## Provided passage

Segment Open

A parent’s work is never done, and my latest mission is a true crusade of the heart.
I want my granddaughters, the blondes and the brunettes, the kindergarteners and the crawlers, to learn Spanish. A second language will serve them well in life.
In Miami, this undertaking might seem to be redundant. The language of the conquistadors is heard at both shopping mall and mega-church, in factory floors and boardrooms. It’s taught in classrooms at many levels. Some even complain there’s too much Spanish.
But I’ll let you in on a secret. By the third generation, it’s very difficult for families such as mine to hold on to the language from the old country. Unless there is a concerted effort by native speakers — abuelas like me — accents and diphthong combos become little more than a subject in school, what the old folks, los viejos, speak among themselves when they get together over dominoes. In my granddaughters’ world, Spanish is mere spice, flavoring strategically sprinkled to maximize the message.
“These are my pantalones,” says the 2-year-old as she slips a leg into her pants. That, unfortunately, is the extent of her Spanish.
For me, however, Spanish is more than my first language. It’s a tool, a valuable skill for the competitive marketplace, no less important than a prospective employee’s proficiency with Excel or any other computer software program. The same can be said for the use of Portuguese, French or German, Hebrew, Chinese and Arabic.
I’m a big fan of bilingualism, and I’m happy to note that, even as our country is cleaved in two by the heated immigration debate, even as voters ban bilingual education or limit the offerings of foreign languages in shortsighted school districts, recent studies consistently show that bilingualism is good for you. For us. For our place in a global economy. The effects extend beyond the obvious practical benefits of being able to communicate in a second language.
A few days ago, researchers at Penn State published a study in the journal Frontiers in Psychology that showed bilinguals who switch languages seamlessly develop a higher level of mental flexibility than people who speak only one language. “When you’re switching languages all the time it strengthens your mental muscle and your executive function becomes enhanced,” one of the researchers said in a statement.
Add this to the growing body of work that shows that being bilingual makes you smarter, even protecting against dementia in old age. One study at the University of California, San Diego found that the higher the degree of bilingualism, the later the age of onset for Alzheimer’s disease.
Being bilingual also heightens one’s ability to monitor the environment. A study of German-Italian bilinguals found they were better than Italian monolinguals at keeping track of changes happening around them and their brains did so more efficiently.
Bilingualism may be earning its well-deserved place in the pantheon of pedagogy, but it wasn’t always so. For years, learning two languages was seen as a drawback to a child’s academic development. Cognitive interference, they called it. In my era, you were sent to the principal’s office for using another language.
If we bilinguals are finally getting our due, it’s not without accompanying responsibility. I, for one, feel it’s my duty to pass on this gift, to open the door to the world a little wider through the melody of different words and phrases . Maybe one day, when they’re grandmothers themselves, my sweet girls will treasure the offering.
After all, the ability of language to inspire, to create, to uplift is invaluable. You can find its magic everywhere. On the page and on the screen. Sung or whispered or shouted. And with two, you’re doubling that power.

Segment Closed

## Records supplied

Segment Open

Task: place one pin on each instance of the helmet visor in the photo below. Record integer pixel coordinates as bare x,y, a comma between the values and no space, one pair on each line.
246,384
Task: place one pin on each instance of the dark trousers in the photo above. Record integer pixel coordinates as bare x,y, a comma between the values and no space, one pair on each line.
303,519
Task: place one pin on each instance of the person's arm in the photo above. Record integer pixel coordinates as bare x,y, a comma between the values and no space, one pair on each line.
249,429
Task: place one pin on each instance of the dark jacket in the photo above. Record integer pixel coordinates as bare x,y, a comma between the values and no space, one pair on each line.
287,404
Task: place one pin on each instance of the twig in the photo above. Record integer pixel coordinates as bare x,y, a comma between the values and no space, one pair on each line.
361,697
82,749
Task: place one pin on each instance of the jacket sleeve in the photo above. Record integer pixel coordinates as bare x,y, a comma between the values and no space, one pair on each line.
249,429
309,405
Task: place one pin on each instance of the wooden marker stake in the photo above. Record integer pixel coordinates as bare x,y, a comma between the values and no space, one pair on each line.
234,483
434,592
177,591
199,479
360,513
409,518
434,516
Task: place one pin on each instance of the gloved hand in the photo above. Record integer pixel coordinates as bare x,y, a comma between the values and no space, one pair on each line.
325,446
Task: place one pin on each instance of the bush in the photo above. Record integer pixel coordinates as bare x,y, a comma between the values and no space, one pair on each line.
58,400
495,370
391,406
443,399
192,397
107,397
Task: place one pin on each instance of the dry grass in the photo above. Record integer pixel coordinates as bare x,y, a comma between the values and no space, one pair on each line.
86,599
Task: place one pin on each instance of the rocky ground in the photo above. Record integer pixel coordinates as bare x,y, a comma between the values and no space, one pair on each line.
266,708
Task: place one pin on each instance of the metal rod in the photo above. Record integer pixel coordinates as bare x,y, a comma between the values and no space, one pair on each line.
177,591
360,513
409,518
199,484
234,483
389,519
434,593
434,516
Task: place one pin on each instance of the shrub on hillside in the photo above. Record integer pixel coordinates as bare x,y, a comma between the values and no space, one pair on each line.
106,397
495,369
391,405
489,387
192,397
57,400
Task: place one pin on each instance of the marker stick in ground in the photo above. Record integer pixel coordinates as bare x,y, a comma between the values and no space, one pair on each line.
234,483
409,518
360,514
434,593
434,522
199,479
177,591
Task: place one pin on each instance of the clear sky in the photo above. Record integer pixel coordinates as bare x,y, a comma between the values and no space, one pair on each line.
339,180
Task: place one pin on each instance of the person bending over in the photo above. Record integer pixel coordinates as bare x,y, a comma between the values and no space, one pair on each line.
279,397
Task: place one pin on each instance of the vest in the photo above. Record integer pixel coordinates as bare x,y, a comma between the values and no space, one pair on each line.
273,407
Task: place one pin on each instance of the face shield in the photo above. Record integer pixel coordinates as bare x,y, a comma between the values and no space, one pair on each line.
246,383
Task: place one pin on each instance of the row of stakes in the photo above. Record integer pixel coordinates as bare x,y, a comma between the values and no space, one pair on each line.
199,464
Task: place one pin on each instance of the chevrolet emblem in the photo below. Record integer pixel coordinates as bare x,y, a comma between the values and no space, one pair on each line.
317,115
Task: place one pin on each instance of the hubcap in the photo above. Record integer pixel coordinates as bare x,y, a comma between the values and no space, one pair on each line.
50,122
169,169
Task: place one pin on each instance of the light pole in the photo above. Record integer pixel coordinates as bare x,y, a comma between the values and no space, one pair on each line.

Segment Closed

## Check your understanding
1) Reproduce word for word the part of the bilingualism column that opens with "In Miami, this" and closes with "maximize the message.".
2) Answer these from the bilingualism column:
(a) In which journal did the Penn State researchers publish their study?
(b) At which university was the study linking bilingualism to a later onset of Alzheimer's disease carried out?
(c) What does the 2-year-old say as she slips a leg into her pants?
3) List the languages named in the bilingualism column's sentence that begins "The same can be said for the use of".
Nothing in the data above is needed here.

## Written responses
1)
In Miami, this undertaking might seem to be redundant. The language of the conquistadors is heard at both shopping mall and mega-church, in factory floors and boardrooms. It’s taught in classrooms at many levels. Some even complain there’s too much Spanish.
But I’ll let you in on a secret. By the third generation, it’s very difficult for families such as mine to hold on to the language from the old country. Unless there is a concerted effort by native speakers — abuelas like me — accents and diphthong combos become little more than a subject in school, what the old folks, los viejos, speak among themselves when they get together over dominoes. In my granddaughters’ world, Spanish is mere spice, flavoring strategically sprinkled to maximize the message.

2)
(a) Frontiers in Psychology
(b) The University of California, San Diego
(c) "These are my pantalones."

3) Portuguese, French, German, Hebrew, Chinese, Arabic